Saved entries:
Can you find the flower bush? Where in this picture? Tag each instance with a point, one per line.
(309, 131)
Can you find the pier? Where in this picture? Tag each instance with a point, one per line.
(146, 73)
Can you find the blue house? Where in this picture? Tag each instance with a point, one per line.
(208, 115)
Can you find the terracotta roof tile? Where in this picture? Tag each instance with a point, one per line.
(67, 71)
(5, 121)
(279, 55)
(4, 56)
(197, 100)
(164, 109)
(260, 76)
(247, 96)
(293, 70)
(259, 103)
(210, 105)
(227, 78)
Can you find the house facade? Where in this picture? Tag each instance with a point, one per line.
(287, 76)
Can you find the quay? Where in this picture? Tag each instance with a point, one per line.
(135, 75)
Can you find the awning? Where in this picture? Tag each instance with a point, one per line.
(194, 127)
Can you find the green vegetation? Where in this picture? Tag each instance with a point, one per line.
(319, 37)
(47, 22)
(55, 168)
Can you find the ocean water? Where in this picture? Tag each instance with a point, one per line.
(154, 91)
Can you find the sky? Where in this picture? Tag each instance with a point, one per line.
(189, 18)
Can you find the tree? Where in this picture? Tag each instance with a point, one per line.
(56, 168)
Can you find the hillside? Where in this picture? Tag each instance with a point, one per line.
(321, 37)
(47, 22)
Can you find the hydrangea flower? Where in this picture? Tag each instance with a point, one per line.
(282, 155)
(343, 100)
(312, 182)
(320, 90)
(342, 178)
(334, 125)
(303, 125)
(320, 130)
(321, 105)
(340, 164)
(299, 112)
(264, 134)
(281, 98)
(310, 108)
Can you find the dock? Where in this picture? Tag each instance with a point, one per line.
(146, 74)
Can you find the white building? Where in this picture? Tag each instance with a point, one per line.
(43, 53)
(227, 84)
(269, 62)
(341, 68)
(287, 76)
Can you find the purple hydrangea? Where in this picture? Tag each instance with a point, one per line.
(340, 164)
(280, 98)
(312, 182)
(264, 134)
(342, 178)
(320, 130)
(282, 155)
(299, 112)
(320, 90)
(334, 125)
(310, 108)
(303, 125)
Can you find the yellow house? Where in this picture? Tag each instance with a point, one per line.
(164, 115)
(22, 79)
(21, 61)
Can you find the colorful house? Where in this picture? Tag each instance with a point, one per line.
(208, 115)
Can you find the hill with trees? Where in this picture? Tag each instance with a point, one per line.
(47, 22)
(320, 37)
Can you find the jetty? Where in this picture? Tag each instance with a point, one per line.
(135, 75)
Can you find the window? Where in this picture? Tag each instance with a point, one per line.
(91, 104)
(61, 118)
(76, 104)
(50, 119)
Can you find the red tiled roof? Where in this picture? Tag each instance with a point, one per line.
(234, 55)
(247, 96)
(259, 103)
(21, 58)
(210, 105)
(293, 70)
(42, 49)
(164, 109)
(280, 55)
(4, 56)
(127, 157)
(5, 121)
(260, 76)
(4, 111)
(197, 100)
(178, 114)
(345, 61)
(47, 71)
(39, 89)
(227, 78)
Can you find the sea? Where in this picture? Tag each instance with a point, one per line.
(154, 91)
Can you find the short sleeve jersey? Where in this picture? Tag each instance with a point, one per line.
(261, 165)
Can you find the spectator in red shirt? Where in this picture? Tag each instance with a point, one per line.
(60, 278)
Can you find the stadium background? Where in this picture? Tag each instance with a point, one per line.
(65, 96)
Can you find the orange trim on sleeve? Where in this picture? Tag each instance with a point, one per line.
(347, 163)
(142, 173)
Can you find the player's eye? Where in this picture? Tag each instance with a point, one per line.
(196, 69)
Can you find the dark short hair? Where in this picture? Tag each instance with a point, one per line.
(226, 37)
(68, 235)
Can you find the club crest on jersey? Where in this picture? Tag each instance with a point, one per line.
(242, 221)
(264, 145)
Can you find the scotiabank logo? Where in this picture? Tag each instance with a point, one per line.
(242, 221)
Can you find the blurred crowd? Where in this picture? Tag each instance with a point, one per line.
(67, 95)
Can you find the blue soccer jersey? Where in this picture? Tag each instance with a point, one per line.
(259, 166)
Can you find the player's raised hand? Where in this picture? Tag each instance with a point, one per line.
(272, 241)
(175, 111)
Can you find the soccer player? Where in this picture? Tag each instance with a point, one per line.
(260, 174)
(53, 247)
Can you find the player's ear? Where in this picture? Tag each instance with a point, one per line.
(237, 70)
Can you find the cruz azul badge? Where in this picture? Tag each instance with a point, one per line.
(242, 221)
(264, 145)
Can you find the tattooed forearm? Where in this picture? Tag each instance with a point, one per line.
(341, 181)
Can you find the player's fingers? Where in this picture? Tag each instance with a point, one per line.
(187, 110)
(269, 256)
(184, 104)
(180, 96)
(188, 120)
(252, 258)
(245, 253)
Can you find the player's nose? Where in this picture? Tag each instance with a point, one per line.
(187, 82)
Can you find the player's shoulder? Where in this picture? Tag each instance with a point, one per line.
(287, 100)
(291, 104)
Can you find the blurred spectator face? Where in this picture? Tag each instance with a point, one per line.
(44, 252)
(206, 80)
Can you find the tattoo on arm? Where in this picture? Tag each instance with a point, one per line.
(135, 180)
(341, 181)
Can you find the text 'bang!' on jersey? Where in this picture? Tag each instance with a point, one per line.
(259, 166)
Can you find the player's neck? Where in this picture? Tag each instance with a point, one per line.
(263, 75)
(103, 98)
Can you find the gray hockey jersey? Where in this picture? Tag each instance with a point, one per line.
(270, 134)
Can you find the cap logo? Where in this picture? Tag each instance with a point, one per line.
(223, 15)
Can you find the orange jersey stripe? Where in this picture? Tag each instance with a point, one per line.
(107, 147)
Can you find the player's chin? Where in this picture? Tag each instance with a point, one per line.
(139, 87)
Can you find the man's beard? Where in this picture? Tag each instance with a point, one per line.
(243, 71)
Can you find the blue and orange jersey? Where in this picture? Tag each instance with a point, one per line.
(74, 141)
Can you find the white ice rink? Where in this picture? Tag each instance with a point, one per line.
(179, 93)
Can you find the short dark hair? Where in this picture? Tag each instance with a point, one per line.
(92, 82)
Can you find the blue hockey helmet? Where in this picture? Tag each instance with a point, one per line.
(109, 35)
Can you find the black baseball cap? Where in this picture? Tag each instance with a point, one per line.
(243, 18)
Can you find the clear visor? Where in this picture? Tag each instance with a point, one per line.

> _What this task involves_: This exercise calls for every record above to be written out again exactly.

> _Result_:
Can you find the flower bush? Where in this picture? Tag each instance with a point, one per line.
(309, 131)
Can you find the pier? Where in this picture? Tag each instance with a point, one per line.
(146, 73)
Can you find the blue house? Where in this picture? Tag each instance with a point, one per line.
(208, 115)
Can you find the terracotta roof tile? Where in this picture? Tag each instance with a point, one per line.
(67, 71)
(5, 121)
(279, 55)
(4, 56)
(197, 100)
(164, 109)
(260, 76)
(247, 96)
(293, 70)
(259, 103)
(210, 105)
(227, 78)
Can you find the house facade? Where in this picture? Tag each instance with a point, one per line.
(287, 76)
Can you find the quay? Where in this picture? Tag each instance with a point, one per line.
(135, 75)
Can you find the awning? Where in this picture? Tag each instance with a point, one per line.
(194, 127)
Can you find the green vegetation? Where in this picture? Tag each instance with a point, one per line.
(319, 37)
(47, 22)
(55, 168)
Can you find the ocean water? Where in this picture? Tag each instance with a point, one per line.
(154, 91)
Can you find the sky? Where in this picture? Tag each instance with a point, one per line.
(189, 18)
Can you find the tree? Where in this picture? Tag each instance with a point, one per line.
(56, 168)
Can you find the hillside? Where in this picture? Tag each instance with a point, one per line.
(321, 37)
(47, 22)
Can you find the hydrangea flower? Where in this picture? Tag each instance with a point, one per line.
(282, 155)
(343, 100)
(312, 182)
(320, 90)
(342, 178)
(334, 125)
(303, 125)
(320, 130)
(321, 105)
(340, 164)
(299, 112)
(264, 134)
(281, 98)
(310, 108)
Can you find the dock? Where in this picture? Tag each instance with a point, one per line.
(146, 74)
Can you find the white building? Where in this picture? Tag each instance with a point, one per line.
(43, 53)
(227, 84)
(269, 62)
(341, 68)
(287, 76)
Can you find the purple hydrangea? Where in this picture? Tag each instance with a point, one per line.
(340, 164)
(280, 98)
(312, 182)
(264, 134)
(342, 178)
(320, 130)
(282, 155)
(299, 112)
(320, 90)
(334, 125)
(310, 108)
(303, 125)
Can you find the yellow house? Where in this picture? Tag each instance with a point, one per line.
(164, 115)
(22, 79)
(21, 61)
Can you find the colorful house? Where in this picture? Tag each instance with a point, one per line.
(208, 115)
Can you find the hill with trees? Where in this picture? Tag each instance with a point, one per line.
(47, 22)
(320, 37)
Can you find the jetty? Where in this picture? Tag each instance with a point, one per line.
(135, 75)
Can you find the window? Where in this picture? Tag each instance with a point, one per line.
(91, 104)
(61, 118)
(76, 104)
(50, 119)
Can you find the red tiled roof? Where in this picture? Tag each instance with a point, one per line.
(234, 55)
(247, 96)
(259, 103)
(21, 58)
(210, 105)
(293, 70)
(42, 49)
(164, 109)
(280, 55)
(4, 56)
(127, 157)
(5, 121)
(260, 76)
(4, 111)
(197, 100)
(178, 114)
(345, 61)
(47, 71)
(39, 89)
(227, 78)
Can you find the sea? Where in this picture? Tag each instance with a point, one per line.
(154, 91)
Can you find the short sleeve jersey? Where in this picture? Tag each instance with a point, one per line.
(261, 165)
Can you find the spectator in red shirt? Where in this picture? Tag each instance with a point, one per line.
(60, 278)
Can you find the stadium background? Where in this picture? Tag each instance with a point, one per line.
(65, 96)
Can you find the orange trim on sleeve? Where in this picture? Tag each instance with a point, one per line.
(347, 163)
(142, 173)
Can you find the player's eye? Where in this picture? Tag each instance with a point, one per line.
(196, 69)
Can you find the dark short hair? Where in this picture? Tag each instance with a point, one per line.
(226, 37)
(68, 235)
Can you find the club crest on jersey? Where in this picture? Tag each instance with a point, one per line.
(242, 221)
(264, 145)
Can you find the scotiabank logo? Where in this picture? Tag each instance with a point, one per line.
(242, 221)
Can you find the blurred crowd? Where in this picture? Tag each instance with a point, one per line.
(67, 95)
Can you find the blue soccer jersey? Where in this picture? Tag each instance with a point, one per line.
(259, 166)
Can you find the player's raised hand? Where in this picture? Tag each instance with a point, one per line.
(272, 241)
(175, 111)
Can you find the soccer player? Where in this picture? Tag each instance with a point, one per line.
(260, 174)
(53, 247)
Can you find the player's ear? Where in this picture? Tag each instance with a point, one per line.
(237, 70)
Can you find the cruz azul badge? Where in this picture? Tag each instance with a point, one per line.
(242, 221)
(264, 145)
Can you find the tattooed forearm? Where in this picture? Tag each instance with a point, one per line.
(341, 181)
Can you find the player's fingers? Where in this picture? Tag each instance with a point, one per line.
(187, 110)
(269, 256)
(184, 104)
(180, 96)
(188, 120)
(252, 258)
(245, 253)
Can you find the player's nose? Where in this picture? Tag each instance with a point, one per line.
(187, 82)
Can you find the player's shoulder? Where in this picture? Tag each instance with a point, one per line.
(287, 100)
(291, 104)
Can you find the blurred spectator face? Where in this picture? Tag each instance with a point, one per line.
(44, 252)
(206, 80)
Can you find the tattoo on arm? Where in this picture? Tag each instance with a point, one per line.
(135, 180)
(341, 181)
Can you find the text 'bang!' on jersey? Where in this picture? Tag each instance with a point, one per line.
(259, 166)
Can you find the player's neck? Where in this picture? Tag each instance with a point, one per line.
(263, 75)
(103, 98)
Can you find the gray hockey jersey? Where in this picture? Tag each instance with a point, one per line.
(270, 134)
Can you find the cap logo? Where in this picture? Tag each instance with a point, one per line.
(223, 15)
Can you find the orange jersey stripe? Where in this picture? Tag each instance with a point, one per line.
(107, 147)
Can you find the player's chin? Where in this picture? Tag each instance with a point, one per line.
(139, 87)
Can you find the man's beard? Where in this picture? Tag each instance with a point, one per line.
(243, 71)
Can you find the blue and orange jersey? Where in this picture? Tag each instance with a point, one per line.
(74, 141)
Can you find the white ice rink? Where in this picture? Tag each instance with a point, one per line.
(179, 93)
Can you find the short dark hair? Where in this picture? Tag each instance with a point, one per line.
(92, 82)
Can you find the blue hockey helmet? Where in this picture? Tag each instance with a point, one per line.
(109, 35)
Can you find the black baseball cap? Where in this picture? Tag each instance with a point, one per line.
(243, 18)
Can you find the clear visor? Where in this picture? Tag each instance with a point, one per line.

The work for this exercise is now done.